Texte fourni:

════════════════════

PARIS
Deux ans et demi après son ouverture, la cantine italienne du Palais de Tokyo est toujours aussi peu convaincante. Et donne envie de zapper le repas pour mieux se régaler des œuvres du centre d’art.
Le Bambini est un restaurant de l’empire Paris Society, dont chacun des établissements (Gigi, CoCo, Monsieur Bleu, Perruche, Maison russe, Dar Mima…) hésite entre la period room et le parc à thème : ici l’Italie, forcément « solaire ». La décoration hétéroclite, saturée de détails – revêtement des fauteuils façon chintz, abat-jour en osier surdimensionnés évoquant des parasols renversés, grand trompe-l’œil en céramique représentant des citronniers sur fond azuréen, cache-pots vernissés – mime un esprit brocante. Mais, ici, tout est neuf et sans âme. Un four à bois et deux bars complètent cette reconstitution, façon dolce vita in vitro à deux pas de l’Alma. Une ambiance « grande mangeoire familiale chic », même si on voit peu de bambins attablés, plutôt des ados au regard morne.

════════════════════

Dressez la liste des établissements de Paris Society cités entre parenthèses dans le texte fourni.

Lignes fournies:
════════════════════

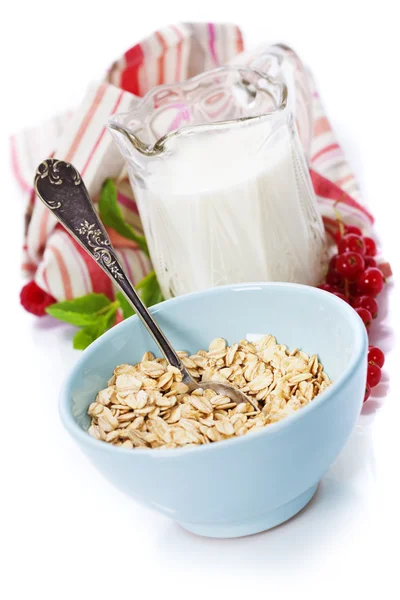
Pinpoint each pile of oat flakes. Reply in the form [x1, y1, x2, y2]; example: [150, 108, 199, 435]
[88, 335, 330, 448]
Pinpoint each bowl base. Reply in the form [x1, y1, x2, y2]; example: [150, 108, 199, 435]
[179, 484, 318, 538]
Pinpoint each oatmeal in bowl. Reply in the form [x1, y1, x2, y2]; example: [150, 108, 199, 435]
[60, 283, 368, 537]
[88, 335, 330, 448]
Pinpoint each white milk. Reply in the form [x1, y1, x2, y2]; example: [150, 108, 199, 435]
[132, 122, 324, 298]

════════════════════

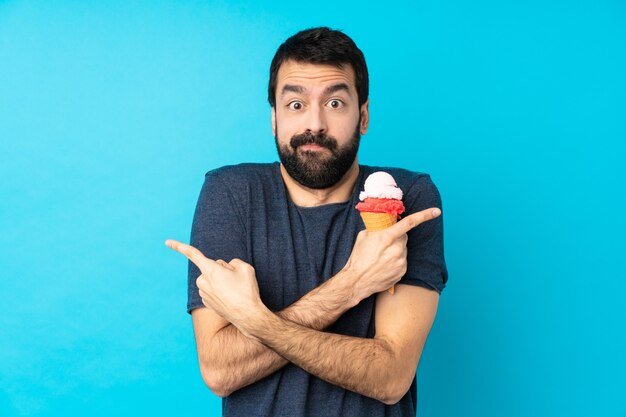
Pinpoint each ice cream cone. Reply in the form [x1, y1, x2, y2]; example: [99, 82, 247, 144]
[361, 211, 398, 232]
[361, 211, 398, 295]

════════════════════

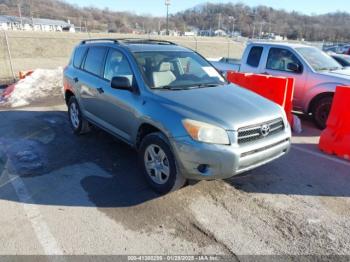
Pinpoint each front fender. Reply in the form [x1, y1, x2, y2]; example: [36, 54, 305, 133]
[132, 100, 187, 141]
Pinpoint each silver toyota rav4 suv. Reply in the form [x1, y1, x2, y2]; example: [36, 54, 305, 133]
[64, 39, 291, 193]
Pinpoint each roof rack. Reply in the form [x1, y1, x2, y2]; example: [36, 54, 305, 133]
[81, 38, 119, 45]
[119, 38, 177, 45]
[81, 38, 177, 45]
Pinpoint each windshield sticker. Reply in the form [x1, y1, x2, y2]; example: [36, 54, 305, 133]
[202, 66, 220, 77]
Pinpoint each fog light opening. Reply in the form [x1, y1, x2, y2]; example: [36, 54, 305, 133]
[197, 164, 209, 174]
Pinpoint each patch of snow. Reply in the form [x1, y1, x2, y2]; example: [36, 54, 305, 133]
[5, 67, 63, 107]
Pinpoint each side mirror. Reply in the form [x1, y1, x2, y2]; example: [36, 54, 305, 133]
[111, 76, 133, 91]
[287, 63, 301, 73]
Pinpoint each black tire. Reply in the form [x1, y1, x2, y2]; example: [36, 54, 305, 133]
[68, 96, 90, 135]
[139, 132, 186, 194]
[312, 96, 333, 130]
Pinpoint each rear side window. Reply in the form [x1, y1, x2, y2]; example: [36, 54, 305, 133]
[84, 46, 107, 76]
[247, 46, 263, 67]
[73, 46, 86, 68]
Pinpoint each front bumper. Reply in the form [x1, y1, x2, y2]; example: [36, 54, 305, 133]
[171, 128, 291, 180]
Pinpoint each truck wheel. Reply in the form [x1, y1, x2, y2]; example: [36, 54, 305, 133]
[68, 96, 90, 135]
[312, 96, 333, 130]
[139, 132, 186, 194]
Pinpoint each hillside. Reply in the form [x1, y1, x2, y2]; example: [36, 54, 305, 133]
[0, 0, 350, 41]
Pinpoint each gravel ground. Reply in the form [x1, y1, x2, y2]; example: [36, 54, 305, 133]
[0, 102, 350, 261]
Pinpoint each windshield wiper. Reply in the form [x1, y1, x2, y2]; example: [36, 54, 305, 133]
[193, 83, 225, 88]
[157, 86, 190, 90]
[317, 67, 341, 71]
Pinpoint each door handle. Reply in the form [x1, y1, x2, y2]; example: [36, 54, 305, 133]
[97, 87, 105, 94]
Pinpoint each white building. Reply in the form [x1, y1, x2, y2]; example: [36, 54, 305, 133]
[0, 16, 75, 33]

════════════════════

Corrigé:
- Gigi
- CoCo
- Monsieur Bleu
- Perruche
- Maison russe
- Dar Mima